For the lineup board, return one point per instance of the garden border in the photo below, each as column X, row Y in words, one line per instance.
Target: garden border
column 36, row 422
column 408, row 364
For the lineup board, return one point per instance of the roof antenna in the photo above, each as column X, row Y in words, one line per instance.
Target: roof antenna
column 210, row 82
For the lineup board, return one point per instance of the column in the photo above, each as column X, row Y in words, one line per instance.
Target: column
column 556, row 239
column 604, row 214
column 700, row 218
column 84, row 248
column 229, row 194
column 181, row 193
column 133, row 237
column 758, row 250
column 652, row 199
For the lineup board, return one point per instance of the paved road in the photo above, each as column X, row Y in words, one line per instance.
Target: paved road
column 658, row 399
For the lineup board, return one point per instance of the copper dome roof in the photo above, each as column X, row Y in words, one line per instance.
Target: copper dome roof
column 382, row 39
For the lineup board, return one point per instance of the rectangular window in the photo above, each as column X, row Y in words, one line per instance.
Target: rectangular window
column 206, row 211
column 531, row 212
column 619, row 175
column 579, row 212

= = = = = = =

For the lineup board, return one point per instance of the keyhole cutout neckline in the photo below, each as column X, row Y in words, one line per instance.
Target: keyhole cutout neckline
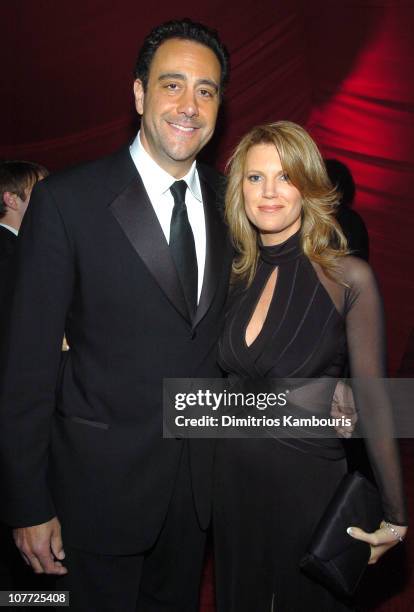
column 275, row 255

= = = = = = =

Repeat the entries above word for word, from the line containing "of the garden" through the line containing "column 579, row 212", including both of those lines.

* _CORRECT ANSWER_:
For the lineup board, return one point per instance of the garden border in the photo below, each as column X, row Y in words, one line per instance.
Target: garden border
column 36, row 422
column 408, row 364
For the lineup board, return one point per instance of the roof antenna in the photo above, each as column X, row Y in words, one line per instance.
Target: roof antenna
column 210, row 82
For the lineup board, return one point per instance of the column in the photo above, each as column X, row Y in words, one line per instance.
Target: column
column 556, row 239
column 604, row 214
column 700, row 218
column 84, row 248
column 229, row 194
column 181, row 193
column 133, row 237
column 758, row 250
column 652, row 199
For the lineup board, return one point per instance of the paved road in the photo above, each as column X, row Y in words, one line per instance.
Target: paved road
column 658, row 399
For the lineup board, return one point per instance of the copper dome roof in the photo above, each as column X, row Y in words, one line per instance.
Target: copper dome roof
column 382, row 39
For the lineup board, return one point per instance of the rectangular window in the photo above, each as column X, row Y in words, one line per instance.
Target: rectangular window
column 206, row 211
column 531, row 212
column 619, row 175
column 579, row 212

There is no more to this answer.